## Problems and tasks
A) Rewrite the stretch of the real estate passage from "Real estate is" through "the Eastern bloc.", changing "France" to "Spain".
B) Copy out each line of the records that contains the string "with".

## Supplied passage
....................

Real estate is very hot in France and has been for the past several years—not just with the British but with the Americans as well. Britons were asked in a recent survey about their desire to move to France. Their aim, the survey found, is to recapture the gentler lifestyle, sense of community, old-fashioned values, and village markets that typified Britain in the 1950s. With the average cost of a home in England now about $200,000 and with good-sized equities in their homes, many Britons can afford to look outside of England for cheaper holiday or retirement homes and are buying those in France. Because of low deposit requirements, world-wide appeal as a holiday destination, and supposedly a straightforward purchase process, France continues to be a favorite for the British investor over the up-and-coming hotspots in the Eastern bloc.

This leaves some parts of France becoming “very British.” One of the ladies in the conversation group I attended a couple of weeks ago said not to go to Normandy if you wanted to feel “French,” for example. Normandy, which is already referred to as Paris’ 21st arrondissement, and some parts of Provence are also seeing heavy influx. According to the 1/25/07 French Property Insider newsletter that I receive, the northwest (Brittany) and south (Languedoc-Pyrenees) regions of France are set to experience significant property growth in 2007. These regions are already popular with the British for holiday homes and are relatively inexpensive compared to those on the French Riviera. All this is expected to change in 2007, however, because of the growing demand. So, what about a small apartment in Paris? Very expensive. The average size is slightly less than 538 square feet (50 square meters); my studio is probably half of that. And I suspect that my LL paid over 200,000 euros plus renovation costs; real estate values in the Marais (area that I'm in) have tripled in the past 10 years. I don't know if any of the listings in this picture of the local real estate office window are readable but one on my street is 487,000 euros for 65 square meters and another one down the block is 299,000 euros for 36 square meters. Unbelievable.

....................

## Excerpted data
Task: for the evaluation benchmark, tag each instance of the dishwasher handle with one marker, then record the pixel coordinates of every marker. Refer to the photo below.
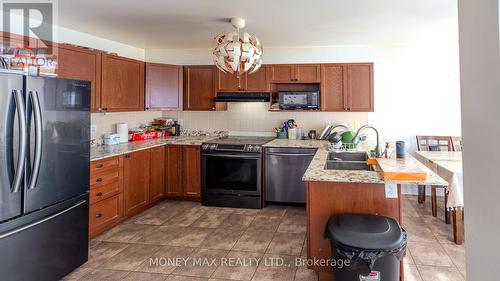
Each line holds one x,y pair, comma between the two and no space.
290,154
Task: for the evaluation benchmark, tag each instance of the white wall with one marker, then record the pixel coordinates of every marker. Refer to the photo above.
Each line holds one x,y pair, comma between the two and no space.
480,91
416,86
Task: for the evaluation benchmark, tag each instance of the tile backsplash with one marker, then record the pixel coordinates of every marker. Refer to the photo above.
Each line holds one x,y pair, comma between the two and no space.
240,118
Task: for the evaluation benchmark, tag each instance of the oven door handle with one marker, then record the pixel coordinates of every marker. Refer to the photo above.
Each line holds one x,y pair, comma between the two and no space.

....................

## Solutions by task
A)
Real estate is very hot in Spain and has been for the past several years—not just with the British but with the Americans as well. Britons were asked in a recent survey about their desire to move to Spain. Their aim, the survey found, is to recapture the gentler lifestyle, sense of community, old-fashioned values, and village markets that typified Britain in the 1950s. With the average cost of a home in England now about $200,000 and with good-sized equities in their homes, many Britons can afford to look outside of England for cheaper holiday or retirement homes and are buying those in Spain. Because of low deposit requirements, world-wide appeal as a holiday destination, and supposedly a straightforward purchase process, Spain continues to be a favorite for the British investor over the up-and-coming hotspots in the Eastern bloc.

B)
Task: for the evaluation benchmark, tag each instance of the dishwasher handle with one marker, then record the pixel coordinates of every marker. Refer to the photo below.
Task: for the evaluation benchmark, tag each instance of the white wall with one marker, then record the pixel coordinates of every marker. Refer to the photo above.
Task: for the evaluation benchmark, tag each instance of the tile backsplash with one marker, then record the pixel coordinates of every marker. Refer to the photo above.
Task: for the evaluation benchmark, tag each instance of the oven door handle with one marker, then record the pixel coordinates of every marker. Refer to the photo above.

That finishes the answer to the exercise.